**DATA ROWS**

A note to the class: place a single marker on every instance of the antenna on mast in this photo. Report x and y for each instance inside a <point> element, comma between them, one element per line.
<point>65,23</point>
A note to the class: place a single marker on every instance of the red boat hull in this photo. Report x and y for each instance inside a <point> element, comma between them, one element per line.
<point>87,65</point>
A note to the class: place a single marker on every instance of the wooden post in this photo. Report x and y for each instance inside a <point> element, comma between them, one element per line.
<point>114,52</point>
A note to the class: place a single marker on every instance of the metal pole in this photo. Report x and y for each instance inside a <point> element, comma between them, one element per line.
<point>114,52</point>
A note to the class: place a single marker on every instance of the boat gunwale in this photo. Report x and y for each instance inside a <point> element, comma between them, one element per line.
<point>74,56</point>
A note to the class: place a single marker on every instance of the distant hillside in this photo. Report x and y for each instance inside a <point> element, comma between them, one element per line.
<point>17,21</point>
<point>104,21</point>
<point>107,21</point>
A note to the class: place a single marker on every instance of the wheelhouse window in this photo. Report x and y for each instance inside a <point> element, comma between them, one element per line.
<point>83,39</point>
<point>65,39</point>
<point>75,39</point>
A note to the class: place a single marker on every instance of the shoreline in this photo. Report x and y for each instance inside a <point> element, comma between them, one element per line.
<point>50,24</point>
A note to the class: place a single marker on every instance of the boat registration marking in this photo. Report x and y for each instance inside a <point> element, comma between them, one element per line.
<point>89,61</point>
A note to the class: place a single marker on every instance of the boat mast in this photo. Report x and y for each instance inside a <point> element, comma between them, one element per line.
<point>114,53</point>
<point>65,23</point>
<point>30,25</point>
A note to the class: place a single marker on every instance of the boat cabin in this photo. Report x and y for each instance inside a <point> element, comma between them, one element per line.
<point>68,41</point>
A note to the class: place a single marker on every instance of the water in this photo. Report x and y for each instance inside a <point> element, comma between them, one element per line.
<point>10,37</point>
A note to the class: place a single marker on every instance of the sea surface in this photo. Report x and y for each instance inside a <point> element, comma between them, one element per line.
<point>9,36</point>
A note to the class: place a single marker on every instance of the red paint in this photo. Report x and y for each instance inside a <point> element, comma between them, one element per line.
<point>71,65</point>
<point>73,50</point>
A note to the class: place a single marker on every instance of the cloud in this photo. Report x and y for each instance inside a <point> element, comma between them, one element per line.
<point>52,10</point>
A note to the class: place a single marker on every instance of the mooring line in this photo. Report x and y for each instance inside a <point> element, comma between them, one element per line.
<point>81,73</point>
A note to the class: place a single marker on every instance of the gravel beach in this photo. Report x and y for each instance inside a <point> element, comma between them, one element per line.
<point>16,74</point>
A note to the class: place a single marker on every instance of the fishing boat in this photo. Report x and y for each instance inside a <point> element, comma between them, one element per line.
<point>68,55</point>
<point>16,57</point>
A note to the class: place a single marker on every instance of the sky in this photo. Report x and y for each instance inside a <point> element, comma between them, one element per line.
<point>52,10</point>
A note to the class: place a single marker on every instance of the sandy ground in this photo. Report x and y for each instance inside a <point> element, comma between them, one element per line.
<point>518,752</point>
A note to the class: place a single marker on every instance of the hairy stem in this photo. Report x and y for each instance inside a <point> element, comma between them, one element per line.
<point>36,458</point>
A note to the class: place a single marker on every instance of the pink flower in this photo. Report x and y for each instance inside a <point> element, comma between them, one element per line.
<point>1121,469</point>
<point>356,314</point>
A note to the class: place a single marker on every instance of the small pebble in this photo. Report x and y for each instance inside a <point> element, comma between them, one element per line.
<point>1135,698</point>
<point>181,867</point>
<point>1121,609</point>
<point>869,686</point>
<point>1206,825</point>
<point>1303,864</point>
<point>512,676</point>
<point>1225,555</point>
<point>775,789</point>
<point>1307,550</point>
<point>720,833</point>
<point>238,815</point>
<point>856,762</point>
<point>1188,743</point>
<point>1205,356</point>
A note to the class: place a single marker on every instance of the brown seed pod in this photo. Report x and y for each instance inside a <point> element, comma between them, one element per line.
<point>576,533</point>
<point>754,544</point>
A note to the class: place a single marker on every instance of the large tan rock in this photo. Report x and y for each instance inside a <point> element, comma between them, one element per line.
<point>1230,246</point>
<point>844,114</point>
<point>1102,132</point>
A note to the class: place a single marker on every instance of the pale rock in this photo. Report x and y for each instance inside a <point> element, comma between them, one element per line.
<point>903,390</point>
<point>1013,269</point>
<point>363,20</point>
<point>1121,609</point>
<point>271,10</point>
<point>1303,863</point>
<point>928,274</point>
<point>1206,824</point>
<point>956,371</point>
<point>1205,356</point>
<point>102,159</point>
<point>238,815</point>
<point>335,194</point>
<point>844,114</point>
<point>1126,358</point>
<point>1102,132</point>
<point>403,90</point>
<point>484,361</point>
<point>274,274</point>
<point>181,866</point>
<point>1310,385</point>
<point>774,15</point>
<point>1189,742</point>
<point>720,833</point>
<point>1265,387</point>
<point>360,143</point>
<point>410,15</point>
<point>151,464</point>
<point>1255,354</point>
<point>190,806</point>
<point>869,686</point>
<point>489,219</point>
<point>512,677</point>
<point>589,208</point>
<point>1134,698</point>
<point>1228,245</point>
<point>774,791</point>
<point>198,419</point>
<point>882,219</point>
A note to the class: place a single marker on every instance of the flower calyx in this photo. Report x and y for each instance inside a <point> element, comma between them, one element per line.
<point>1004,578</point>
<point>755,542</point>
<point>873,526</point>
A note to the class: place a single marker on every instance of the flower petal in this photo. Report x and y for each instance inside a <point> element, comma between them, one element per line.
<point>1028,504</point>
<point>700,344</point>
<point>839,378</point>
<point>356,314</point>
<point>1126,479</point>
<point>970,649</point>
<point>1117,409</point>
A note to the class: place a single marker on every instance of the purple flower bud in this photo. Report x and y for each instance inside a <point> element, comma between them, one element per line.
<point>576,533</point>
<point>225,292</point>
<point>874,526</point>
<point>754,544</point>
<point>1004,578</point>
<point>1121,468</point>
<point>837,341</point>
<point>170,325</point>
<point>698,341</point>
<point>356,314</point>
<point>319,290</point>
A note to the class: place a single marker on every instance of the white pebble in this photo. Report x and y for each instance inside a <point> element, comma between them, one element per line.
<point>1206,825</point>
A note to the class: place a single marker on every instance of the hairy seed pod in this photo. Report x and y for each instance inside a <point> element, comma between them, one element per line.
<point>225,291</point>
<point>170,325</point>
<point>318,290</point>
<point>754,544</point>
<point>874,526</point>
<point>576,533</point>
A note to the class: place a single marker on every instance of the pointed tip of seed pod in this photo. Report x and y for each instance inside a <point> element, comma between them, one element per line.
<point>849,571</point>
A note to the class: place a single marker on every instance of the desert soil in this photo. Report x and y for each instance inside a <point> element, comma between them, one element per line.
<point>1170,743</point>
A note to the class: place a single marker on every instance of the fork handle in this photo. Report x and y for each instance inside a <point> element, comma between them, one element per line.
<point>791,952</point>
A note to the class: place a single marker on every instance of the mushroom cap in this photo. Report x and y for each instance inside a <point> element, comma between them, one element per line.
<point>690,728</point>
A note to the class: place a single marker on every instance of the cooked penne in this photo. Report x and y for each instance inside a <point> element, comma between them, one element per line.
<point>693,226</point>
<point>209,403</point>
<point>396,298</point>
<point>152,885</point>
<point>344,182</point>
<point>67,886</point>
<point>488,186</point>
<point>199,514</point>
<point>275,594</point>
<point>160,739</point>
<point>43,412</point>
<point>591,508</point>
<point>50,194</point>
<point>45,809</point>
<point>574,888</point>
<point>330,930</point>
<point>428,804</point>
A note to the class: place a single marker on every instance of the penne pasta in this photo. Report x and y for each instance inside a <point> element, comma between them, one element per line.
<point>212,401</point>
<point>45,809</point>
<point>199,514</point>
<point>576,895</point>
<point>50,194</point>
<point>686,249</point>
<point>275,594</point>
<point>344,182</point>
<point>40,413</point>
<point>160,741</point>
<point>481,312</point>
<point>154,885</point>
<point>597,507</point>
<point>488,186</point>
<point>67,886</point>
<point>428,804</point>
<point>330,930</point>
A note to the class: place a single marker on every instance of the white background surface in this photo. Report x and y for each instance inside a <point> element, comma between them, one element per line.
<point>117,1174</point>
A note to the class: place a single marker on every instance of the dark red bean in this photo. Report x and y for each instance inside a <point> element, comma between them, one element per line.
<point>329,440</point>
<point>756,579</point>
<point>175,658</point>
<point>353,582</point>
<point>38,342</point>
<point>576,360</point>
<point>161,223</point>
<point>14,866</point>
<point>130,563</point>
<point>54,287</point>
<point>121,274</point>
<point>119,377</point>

**WHAT THE TASK ASKS**
Every line from the one containing "of the penne" through the end of the data must be repeated exactly, and no other line.

**RESULT OF THE EXERCISE**
A note to the class: place a single marker on every instance of the penne pasta in this photo. Report x and y for each instance inside a <point> element, comma between them, one element per line.
<point>212,401</point>
<point>45,809</point>
<point>199,514</point>
<point>576,895</point>
<point>50,194</point>
<point>686,249</point>
<point>275,594</point>
<point>344,182</point>
<point>40,413</point>
<point>160,741</point>
<point>481,312</point>
<point>154,885</point>
<point>597,507</point>
<point>488,186</point>
<point>67,886</point>
<point>428,804</point>
<point>330,930</point>
A note to the class: place a single marker on every instance of the white background surface in this photo. Report x and y for each instance inside a <point> element, comma between them, one element per line.
<point>117,1174</point>
A note to the class: place a single marker on every instance of the dark red bean in this photo. Report x and y for each instance inside a <point> element, comma between them, one element per line.
<point>329,440</point>
<point>756,579</point>
<point>175,658</point>
<point>353,582</point>
<point>38,342</point>
<point>576,360</point>
<point>161,223</point>
<point>14,866</point>
<point>130,563</point>
<point>54,287</point>
<point>121,274</point>
<point>119,377</point>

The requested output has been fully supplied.